── Excerpt provided
It is within such consideration that its two neighbouring states of Malaysia, Sabah and Sarawak, have been welcoming such move by the Jokowi administration. The Chief Minister of Sabah, Shafie Apdal, for instance, has been calling for all quarters in the state to ready for the economic spill-over effects that come with the relocation of the Indonesian capital into Kalimantan. Targeting cross-border economic development and business opportunities in the areas of infrastructure development, technological utilisation and skilled workforce training, the Sabah government is confident that the shift of the Indonesia’s capital city would generate these two major demands in the long-run. As such, it is tasking the Institute of development Studies (IDS) to conduct study and prepare an action plan for the state government to implement in the coming years.  

On the other hand, the Sarawakian leaders are even more fervent about the whole capital relocation exercise as pushed by the Jokowi administration. Like Sabah, the Sarawak government is looking forward for such move, with its leaders (Abdul Karim, Wan Junaidi and Idris Buang) eyeing at the economic opportunities of providing electrical supply to the new Indonesian capital, cross-border trade and tourism (medical, education and normal visits). Given such opportunities, it is not hard to understand why these leaders have been calling Sarawakians to equip themselves for such unprecedented opportunity. By all means, Sarawak leaders are viewing Indonesia’s capital relocation to Kalimantan as a game-changer for the Borneo’s long-standing economic landscape.  

But as mentioned earlier, such mammoth relocation would be impossible without the assistance of external stakeholders who could provide the much-needed financing and expertise (including technological know-how) to Indonesia in completing the historic move by 2024. This, of course, would entail developing essential infrastructure to accommodate all the government ministries and other agencies, constructing properties to house the anticipated expansion of population, pursuing sustainable development plans and establishing an urban centre that is connected internationally with the ASEAN region and the wider world. With all these needs in mind, China’s Belt and Road Initiative (BRI) has the absolute potential to become the platform for a tripartite cooperation among Indonesia, Malaysia (Sabah and Sarawak) and China.
────
── Dataset
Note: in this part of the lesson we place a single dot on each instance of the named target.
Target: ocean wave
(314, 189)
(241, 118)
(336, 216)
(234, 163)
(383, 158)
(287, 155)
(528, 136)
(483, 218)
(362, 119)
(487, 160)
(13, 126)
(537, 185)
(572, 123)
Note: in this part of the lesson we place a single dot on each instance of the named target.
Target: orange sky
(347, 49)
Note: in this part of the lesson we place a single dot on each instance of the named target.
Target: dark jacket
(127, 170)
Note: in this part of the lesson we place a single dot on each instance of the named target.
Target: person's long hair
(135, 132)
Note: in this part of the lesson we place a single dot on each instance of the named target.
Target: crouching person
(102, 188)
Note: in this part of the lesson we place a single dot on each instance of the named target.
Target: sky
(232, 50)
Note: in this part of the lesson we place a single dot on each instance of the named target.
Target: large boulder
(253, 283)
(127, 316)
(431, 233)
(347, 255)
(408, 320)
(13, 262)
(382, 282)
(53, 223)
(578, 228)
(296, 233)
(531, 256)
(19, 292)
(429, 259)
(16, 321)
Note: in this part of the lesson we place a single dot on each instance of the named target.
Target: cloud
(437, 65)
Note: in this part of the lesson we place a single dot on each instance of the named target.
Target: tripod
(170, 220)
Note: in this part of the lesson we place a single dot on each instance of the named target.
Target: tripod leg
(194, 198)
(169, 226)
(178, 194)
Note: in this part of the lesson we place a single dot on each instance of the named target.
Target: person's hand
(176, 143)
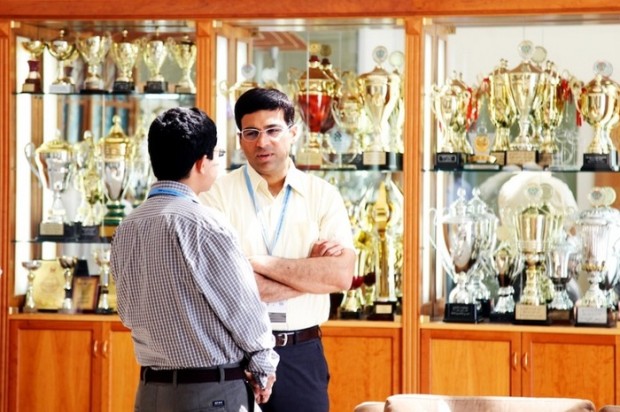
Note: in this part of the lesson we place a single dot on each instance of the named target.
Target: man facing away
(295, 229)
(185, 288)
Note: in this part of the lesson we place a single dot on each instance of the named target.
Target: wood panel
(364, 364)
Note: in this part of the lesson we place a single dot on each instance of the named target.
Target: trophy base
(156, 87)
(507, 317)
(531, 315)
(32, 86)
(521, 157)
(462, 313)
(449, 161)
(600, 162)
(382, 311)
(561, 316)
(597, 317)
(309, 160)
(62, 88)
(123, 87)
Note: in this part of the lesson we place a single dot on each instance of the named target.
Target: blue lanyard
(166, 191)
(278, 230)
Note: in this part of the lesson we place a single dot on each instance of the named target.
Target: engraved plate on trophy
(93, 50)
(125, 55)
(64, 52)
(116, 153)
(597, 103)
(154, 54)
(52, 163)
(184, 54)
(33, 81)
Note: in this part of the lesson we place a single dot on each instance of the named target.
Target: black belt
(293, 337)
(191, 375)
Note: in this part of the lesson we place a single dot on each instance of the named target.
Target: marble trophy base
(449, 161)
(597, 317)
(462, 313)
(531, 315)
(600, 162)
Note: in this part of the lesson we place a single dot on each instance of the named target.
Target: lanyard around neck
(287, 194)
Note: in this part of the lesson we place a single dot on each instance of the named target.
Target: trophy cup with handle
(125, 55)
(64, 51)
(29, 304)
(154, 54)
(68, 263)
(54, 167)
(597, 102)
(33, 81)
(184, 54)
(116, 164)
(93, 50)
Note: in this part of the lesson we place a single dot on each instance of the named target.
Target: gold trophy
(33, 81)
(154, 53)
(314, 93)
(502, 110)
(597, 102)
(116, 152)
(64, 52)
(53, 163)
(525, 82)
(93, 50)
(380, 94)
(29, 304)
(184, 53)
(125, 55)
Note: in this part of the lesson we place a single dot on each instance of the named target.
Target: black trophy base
────
**Using the information:**
[1] For each statement, say yes or no according to the passage on Indonesia's capital relocation, and quote the exact words that decide it.
(a) The Sabah government has given the Institute of development Studies (IDS) the job of preparing an action plan.
(b) Sarawak leaders see a chance to supply electricity to the new Indonesian capital.
(c) The move is meant to be finished by 2030.
[2] Please continue the passage on Indonesia's capital relocation, starting after its last sentence.
The rows can be left aside; nothing here depends on them.

**Answers to this exercise:**
[1]
(a) Yes: "it is tasking the Institute of development Studies (IDS) to conduct study and prepare an action plan for the state government to implement in the coming years."
(b) Yes: "eyeing at the economic opportunities of providing electrical supply to the new Indonesian capital"
(c) No: "completing the historic move by 2024"

[2]
Realising the Five Areas of Connectivity

Armed with enormous potential, the relocation of Indonesia’s capital offers another entry point for the BRI to realise its five areas of connectivity, namely, policy coordination, infrastructure building, unimpeded trade, financial integration and people-to-people exchanges. Having said that, a greater purpose could only be served by not limiting the BRI platform for the bilateral cooperation between Indonesia and China but rather, a trilateral one that also involves the Malaysian participants of Sabah and Sarawak. Not only would such positioning echo the common aspiration between Malaysia and Indonesia to develop the Borneo Island, it also helps China to establish its cooperation foothold with Sabah, Sarawak and Kalimantan.

In terms of policy coordination, the immediate potential is for the three participants to explore the “Belt and Road Digital Economy International Cooperation Initiative” that was launched back in December 2017. With the exception of Sarawak which is looking to develop the Digital Silk Road (DSR) in cooperation with China, both Sabah and Kalimantan have yet to tap on such initiative despite its potential to ameliorate their trade overseas. Moreover, the DSR also offers Indonesia (including the three Kalimantan provinces) and Sabah to develop their respective digital economies, another value-added role of the initiative to both economies. Not only both should consider to join such initiative, the three parties themselves (Sabah, Sarawak and Kalimantan) could even build their own cross-border digital economy with the technological capabilities and know-how they attained from their participations in the DSR initiative.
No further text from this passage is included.